Task directions
In the rows below, how many lines contain the string "raised"? Case counts. Give only the number.

Given data
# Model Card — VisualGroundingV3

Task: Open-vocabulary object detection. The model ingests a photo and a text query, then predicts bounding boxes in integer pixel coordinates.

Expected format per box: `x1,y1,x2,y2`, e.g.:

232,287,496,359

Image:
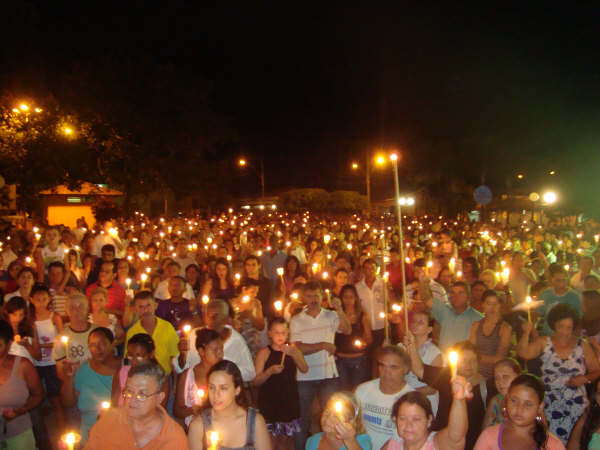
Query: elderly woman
517,303,600,444
60,327,120,442
306,392,371,450
85,362,189,450
382,376,473,450
0,320,44,450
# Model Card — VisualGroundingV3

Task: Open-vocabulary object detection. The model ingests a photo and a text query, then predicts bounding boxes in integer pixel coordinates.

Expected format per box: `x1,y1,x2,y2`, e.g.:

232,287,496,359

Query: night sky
2,1,600,209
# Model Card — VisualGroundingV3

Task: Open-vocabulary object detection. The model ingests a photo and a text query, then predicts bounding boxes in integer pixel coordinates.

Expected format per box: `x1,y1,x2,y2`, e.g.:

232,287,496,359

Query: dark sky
5,1,600,208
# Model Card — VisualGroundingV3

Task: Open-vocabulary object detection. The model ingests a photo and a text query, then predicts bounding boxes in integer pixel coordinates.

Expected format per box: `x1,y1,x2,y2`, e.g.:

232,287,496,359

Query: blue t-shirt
537,288,581,336
304,432,371,450
431,299,483,352
73,362,112,442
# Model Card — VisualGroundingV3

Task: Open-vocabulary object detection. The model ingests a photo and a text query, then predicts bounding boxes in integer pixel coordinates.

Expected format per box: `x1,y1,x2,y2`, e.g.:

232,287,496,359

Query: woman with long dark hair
475,374,565,450
188,359,272,450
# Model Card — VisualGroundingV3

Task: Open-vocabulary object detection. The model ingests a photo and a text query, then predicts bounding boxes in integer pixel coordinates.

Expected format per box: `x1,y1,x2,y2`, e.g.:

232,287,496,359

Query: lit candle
209,431,219,450
333,401,344,422
60,431,81,450
448,350,458,378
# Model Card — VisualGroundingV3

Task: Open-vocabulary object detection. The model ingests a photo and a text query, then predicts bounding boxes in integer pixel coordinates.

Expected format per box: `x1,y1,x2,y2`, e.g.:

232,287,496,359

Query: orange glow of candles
60,431,81,450
333,401,344,422
448,350,458,378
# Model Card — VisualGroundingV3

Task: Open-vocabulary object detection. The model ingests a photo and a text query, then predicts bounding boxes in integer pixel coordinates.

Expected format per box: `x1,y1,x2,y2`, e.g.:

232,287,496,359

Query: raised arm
434,376,473,450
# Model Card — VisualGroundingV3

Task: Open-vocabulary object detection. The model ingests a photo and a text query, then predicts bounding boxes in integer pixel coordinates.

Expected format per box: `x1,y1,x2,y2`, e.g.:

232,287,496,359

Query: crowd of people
0,208,600,450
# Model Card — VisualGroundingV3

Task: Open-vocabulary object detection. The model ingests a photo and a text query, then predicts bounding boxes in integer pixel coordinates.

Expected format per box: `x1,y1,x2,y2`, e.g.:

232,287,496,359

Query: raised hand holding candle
448,350,458,379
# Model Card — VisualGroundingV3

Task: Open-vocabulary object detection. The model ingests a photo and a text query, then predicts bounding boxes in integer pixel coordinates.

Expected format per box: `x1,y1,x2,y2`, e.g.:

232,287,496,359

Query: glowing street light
542,191,558,205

Exercise answer
2